How to complete this task:
Find the line with "Mark a point on each instance of the navy" in the entries below. Repeat it, every following line, and the line with "Mark a point on each instance of the leafy", exactly and with nothing added.

Task data:
........
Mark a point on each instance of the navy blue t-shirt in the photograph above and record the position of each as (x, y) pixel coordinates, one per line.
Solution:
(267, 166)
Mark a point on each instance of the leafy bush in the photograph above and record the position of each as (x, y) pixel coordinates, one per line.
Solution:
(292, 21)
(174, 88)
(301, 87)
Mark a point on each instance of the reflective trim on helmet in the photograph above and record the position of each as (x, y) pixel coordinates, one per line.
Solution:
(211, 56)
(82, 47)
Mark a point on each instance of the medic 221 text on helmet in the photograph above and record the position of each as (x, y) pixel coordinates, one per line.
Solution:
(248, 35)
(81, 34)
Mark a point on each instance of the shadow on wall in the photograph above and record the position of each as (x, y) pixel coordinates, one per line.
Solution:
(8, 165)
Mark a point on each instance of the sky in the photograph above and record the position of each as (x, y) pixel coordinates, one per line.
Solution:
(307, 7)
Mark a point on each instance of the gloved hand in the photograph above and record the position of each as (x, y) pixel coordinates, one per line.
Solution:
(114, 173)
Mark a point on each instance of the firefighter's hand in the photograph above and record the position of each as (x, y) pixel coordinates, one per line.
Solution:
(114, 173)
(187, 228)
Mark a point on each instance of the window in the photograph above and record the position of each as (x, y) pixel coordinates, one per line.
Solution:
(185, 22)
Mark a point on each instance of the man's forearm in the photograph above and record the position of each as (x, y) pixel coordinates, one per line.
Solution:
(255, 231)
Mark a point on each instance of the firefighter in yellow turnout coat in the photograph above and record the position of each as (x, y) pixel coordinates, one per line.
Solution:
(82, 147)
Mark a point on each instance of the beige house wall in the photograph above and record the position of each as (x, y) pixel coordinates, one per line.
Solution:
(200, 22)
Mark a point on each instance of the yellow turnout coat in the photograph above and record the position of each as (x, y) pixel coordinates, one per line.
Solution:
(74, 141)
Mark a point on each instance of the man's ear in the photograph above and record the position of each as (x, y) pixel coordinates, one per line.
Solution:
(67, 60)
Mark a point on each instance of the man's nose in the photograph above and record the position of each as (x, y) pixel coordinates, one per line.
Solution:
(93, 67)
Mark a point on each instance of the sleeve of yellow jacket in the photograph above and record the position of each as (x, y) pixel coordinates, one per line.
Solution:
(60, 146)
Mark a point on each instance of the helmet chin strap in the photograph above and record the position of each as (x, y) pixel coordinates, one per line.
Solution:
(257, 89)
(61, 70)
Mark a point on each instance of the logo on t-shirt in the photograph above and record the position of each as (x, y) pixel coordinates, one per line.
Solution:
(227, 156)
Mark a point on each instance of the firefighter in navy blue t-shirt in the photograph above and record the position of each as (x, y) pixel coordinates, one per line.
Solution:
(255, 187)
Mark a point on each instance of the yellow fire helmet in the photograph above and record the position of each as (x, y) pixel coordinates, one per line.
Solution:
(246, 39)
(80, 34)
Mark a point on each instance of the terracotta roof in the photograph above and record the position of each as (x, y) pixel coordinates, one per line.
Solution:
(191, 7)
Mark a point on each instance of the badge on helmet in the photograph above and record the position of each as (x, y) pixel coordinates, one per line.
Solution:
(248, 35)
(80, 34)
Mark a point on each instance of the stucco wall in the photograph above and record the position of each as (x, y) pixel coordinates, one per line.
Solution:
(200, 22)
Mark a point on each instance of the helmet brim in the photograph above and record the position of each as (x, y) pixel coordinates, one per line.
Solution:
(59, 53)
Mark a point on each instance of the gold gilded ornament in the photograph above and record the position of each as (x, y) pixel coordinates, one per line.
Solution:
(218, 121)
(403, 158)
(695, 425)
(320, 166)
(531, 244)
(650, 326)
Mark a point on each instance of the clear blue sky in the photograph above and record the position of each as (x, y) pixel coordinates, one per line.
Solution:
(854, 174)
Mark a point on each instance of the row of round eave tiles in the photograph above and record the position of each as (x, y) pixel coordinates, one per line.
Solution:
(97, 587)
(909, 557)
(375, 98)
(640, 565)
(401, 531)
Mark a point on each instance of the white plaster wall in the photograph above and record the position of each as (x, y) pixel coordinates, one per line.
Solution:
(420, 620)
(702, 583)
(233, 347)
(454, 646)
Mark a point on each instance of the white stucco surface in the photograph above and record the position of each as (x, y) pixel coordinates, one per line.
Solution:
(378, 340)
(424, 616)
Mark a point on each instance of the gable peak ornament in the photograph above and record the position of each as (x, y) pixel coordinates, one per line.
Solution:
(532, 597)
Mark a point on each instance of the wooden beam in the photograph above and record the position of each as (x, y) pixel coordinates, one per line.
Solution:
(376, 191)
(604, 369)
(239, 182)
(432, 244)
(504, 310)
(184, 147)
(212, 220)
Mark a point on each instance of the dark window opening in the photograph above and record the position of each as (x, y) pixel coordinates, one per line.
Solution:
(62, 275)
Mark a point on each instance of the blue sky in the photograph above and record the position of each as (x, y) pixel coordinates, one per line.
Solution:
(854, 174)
........
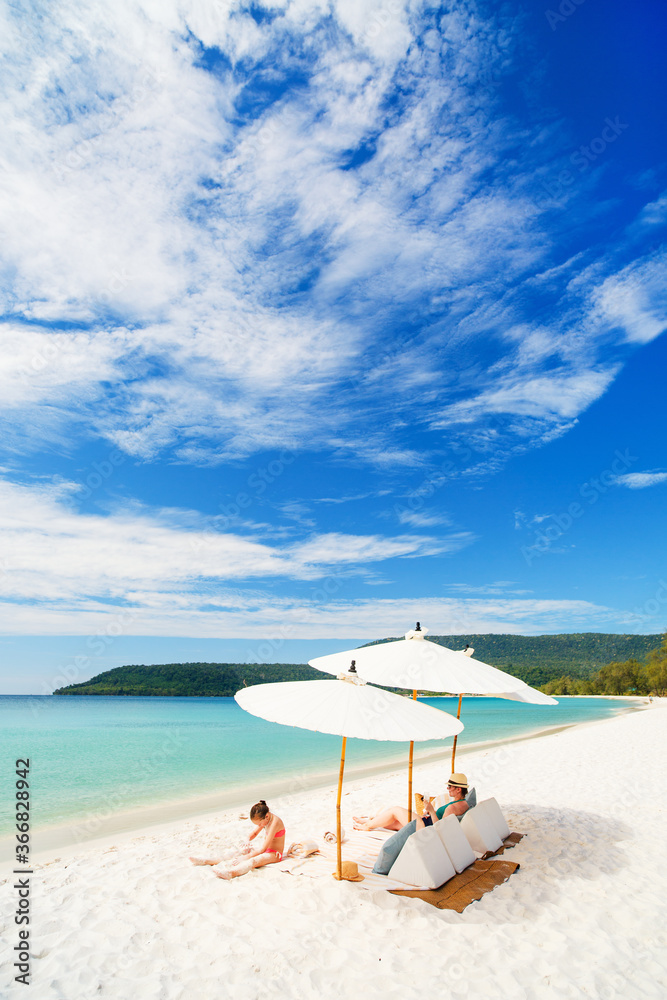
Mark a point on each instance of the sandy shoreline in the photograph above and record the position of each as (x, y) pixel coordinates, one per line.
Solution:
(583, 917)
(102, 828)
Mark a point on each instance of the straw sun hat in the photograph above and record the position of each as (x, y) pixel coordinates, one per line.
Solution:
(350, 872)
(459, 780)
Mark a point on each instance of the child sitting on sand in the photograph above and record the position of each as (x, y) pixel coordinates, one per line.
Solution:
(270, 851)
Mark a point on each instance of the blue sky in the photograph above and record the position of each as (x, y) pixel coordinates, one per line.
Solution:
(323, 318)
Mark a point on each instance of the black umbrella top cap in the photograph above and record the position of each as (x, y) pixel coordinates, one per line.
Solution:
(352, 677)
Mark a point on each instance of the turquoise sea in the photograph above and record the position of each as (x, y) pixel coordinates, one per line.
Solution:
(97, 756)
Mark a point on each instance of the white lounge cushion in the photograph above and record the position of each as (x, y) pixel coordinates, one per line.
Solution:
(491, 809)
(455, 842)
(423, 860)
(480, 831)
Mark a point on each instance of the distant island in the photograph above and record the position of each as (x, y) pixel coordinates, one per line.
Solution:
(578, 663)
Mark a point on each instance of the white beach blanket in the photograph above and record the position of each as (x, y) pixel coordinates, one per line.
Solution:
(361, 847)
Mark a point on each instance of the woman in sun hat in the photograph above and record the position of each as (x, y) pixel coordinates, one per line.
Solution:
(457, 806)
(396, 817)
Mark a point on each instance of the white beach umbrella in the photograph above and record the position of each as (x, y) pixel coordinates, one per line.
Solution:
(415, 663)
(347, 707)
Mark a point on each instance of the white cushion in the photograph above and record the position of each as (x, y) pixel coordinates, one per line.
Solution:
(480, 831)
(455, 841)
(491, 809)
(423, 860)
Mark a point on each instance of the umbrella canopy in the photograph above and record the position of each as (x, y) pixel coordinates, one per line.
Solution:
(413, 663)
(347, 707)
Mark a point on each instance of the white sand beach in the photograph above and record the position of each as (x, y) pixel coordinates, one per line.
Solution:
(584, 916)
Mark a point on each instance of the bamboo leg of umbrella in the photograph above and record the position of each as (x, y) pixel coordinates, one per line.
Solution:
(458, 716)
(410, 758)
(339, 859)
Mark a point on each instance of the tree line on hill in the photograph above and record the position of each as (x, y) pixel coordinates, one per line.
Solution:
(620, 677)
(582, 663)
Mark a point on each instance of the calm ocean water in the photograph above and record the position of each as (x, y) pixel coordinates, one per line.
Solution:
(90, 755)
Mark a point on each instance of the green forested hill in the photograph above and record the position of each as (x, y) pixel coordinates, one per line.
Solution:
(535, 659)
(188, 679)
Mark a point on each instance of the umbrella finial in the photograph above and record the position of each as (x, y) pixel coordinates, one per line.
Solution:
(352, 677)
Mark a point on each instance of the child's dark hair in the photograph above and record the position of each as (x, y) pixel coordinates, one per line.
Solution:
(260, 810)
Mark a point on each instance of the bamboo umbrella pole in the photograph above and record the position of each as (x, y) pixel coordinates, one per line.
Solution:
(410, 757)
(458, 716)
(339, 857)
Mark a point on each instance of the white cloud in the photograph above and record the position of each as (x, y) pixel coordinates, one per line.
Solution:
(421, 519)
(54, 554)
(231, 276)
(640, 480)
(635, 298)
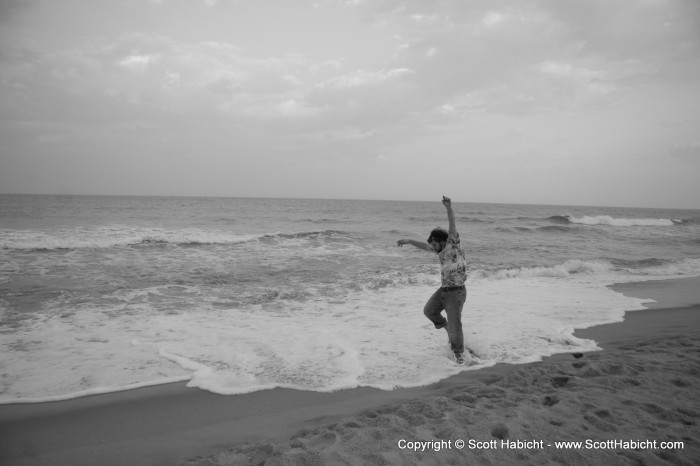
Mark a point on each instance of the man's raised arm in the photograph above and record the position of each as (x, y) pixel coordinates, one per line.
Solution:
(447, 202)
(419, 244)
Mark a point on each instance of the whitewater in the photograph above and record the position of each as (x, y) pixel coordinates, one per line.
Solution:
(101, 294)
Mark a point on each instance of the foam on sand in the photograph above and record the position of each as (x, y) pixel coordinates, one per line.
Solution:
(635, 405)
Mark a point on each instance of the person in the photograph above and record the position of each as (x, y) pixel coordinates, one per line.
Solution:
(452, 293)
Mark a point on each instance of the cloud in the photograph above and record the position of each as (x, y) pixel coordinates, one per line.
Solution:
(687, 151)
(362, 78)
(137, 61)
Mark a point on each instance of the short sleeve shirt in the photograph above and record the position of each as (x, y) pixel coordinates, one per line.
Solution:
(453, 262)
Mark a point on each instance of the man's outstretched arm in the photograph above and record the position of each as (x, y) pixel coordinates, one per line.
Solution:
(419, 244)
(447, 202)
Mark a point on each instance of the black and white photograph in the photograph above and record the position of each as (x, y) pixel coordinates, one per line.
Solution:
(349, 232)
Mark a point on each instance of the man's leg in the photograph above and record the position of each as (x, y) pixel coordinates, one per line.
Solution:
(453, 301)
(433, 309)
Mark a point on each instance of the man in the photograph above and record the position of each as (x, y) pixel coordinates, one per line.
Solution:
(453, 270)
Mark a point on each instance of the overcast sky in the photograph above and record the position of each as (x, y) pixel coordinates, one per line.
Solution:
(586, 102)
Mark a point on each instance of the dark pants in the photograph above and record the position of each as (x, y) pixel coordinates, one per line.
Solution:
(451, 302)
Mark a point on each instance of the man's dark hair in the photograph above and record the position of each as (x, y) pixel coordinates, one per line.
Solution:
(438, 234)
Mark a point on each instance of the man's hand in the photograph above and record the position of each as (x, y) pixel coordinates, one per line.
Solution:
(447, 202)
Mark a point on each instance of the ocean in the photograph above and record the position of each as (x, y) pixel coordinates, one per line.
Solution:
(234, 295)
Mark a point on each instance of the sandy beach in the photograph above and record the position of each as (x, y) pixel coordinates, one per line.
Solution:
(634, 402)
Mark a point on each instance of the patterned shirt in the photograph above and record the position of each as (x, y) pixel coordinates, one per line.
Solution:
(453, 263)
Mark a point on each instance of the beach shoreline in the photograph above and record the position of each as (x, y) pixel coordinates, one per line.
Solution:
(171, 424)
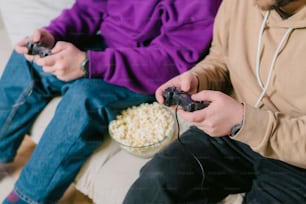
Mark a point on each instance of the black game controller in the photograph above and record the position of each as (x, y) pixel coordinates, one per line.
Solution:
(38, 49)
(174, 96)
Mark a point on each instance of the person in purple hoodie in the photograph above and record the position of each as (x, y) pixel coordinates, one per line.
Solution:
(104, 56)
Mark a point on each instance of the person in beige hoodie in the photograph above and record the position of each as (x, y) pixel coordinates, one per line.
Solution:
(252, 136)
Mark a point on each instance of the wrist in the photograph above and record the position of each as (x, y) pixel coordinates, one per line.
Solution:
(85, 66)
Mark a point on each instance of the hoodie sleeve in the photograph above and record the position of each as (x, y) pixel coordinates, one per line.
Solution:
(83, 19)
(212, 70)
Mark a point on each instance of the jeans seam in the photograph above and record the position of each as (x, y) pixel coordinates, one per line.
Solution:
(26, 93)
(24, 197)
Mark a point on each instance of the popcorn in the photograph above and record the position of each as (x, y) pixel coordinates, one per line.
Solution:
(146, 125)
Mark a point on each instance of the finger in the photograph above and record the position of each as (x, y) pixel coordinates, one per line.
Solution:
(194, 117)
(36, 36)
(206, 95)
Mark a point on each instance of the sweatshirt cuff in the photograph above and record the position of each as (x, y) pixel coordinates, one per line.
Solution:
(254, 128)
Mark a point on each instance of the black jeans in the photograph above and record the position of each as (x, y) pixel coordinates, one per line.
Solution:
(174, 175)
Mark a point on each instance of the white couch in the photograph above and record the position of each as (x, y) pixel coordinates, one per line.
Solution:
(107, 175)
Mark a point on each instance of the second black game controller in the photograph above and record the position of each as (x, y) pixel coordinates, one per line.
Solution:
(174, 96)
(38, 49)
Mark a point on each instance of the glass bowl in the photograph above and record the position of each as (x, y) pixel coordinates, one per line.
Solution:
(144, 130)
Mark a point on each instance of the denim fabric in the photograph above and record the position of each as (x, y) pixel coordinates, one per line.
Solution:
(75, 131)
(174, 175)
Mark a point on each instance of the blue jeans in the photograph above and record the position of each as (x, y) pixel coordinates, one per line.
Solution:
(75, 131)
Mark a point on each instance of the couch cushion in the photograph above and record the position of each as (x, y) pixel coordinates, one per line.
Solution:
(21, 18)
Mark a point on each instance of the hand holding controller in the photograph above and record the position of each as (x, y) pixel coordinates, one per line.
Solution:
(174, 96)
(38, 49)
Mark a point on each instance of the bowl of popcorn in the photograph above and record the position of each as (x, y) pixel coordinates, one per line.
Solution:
........
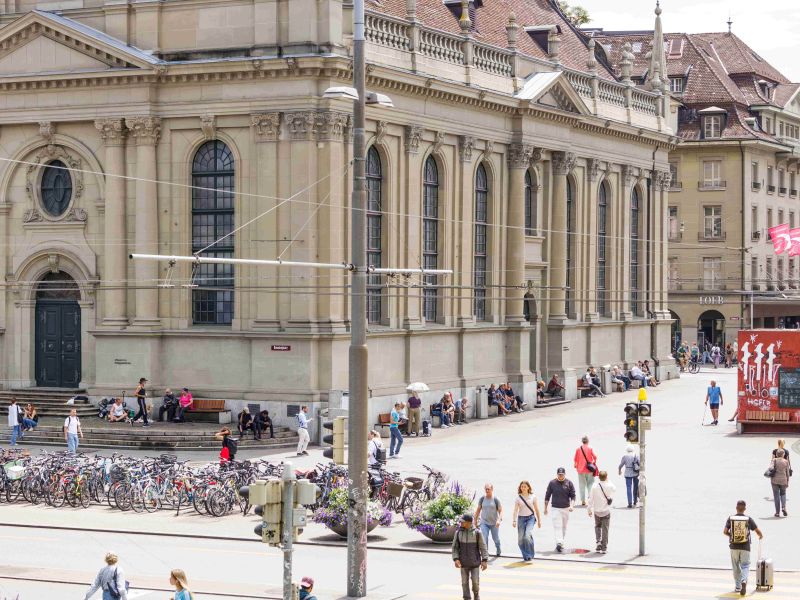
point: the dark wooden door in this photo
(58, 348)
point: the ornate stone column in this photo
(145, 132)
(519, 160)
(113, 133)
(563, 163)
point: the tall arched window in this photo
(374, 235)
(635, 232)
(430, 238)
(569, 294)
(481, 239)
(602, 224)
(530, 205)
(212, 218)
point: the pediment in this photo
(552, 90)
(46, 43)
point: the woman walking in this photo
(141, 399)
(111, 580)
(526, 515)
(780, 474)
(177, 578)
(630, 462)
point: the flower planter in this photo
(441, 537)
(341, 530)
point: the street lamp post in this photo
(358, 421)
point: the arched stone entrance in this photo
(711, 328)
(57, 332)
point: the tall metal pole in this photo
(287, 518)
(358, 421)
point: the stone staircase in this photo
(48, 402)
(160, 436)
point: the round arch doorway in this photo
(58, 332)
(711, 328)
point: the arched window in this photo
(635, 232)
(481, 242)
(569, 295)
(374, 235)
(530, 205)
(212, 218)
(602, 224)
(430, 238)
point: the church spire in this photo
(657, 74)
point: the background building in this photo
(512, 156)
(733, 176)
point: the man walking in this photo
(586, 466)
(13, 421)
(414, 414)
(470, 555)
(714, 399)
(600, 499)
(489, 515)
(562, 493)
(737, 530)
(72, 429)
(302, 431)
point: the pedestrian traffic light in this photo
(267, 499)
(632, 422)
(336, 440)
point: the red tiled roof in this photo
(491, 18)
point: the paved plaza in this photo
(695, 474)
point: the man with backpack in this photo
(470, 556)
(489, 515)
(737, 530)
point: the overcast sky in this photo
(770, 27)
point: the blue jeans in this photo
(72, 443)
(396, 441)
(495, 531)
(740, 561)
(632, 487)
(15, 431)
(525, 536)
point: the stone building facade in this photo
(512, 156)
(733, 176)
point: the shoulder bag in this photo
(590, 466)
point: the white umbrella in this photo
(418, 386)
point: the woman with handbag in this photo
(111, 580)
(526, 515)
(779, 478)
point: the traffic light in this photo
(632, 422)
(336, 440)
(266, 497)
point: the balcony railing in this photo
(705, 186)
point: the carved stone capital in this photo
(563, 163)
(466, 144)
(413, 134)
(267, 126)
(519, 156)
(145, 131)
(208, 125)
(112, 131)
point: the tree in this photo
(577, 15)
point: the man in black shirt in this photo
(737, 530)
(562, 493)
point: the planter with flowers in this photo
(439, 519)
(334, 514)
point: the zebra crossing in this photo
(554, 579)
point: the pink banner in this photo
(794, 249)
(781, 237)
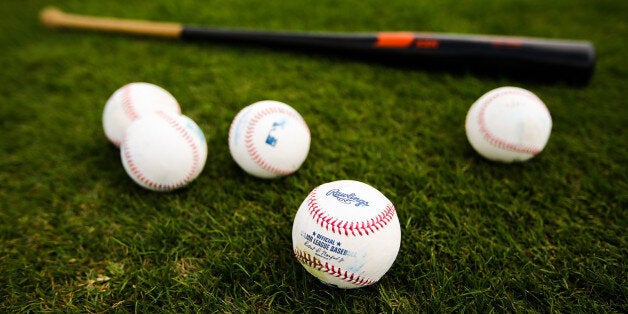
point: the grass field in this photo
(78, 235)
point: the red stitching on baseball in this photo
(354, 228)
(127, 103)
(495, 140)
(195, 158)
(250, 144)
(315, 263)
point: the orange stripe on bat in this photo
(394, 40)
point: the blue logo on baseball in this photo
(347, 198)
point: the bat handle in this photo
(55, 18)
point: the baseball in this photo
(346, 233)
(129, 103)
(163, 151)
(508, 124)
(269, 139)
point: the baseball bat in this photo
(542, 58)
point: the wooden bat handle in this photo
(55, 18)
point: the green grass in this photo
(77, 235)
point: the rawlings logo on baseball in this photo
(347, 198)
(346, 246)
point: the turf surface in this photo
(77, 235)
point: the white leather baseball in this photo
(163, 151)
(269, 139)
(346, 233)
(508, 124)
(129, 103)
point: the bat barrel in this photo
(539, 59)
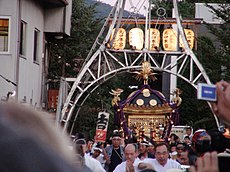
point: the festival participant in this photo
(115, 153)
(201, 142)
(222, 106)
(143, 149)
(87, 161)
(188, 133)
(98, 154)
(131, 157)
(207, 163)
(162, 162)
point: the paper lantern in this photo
........
Answer to this problem:
Mark a point on each instance of the navy blue t-shirt in the photograph above and record the position of each as (x, y) pixel coordinates, one per line.
Solution:
(267, 166)
Mark a point on each instance of the leafy bush in the photograph above and record the position of each as (x, y) pixel coordinates, one per line.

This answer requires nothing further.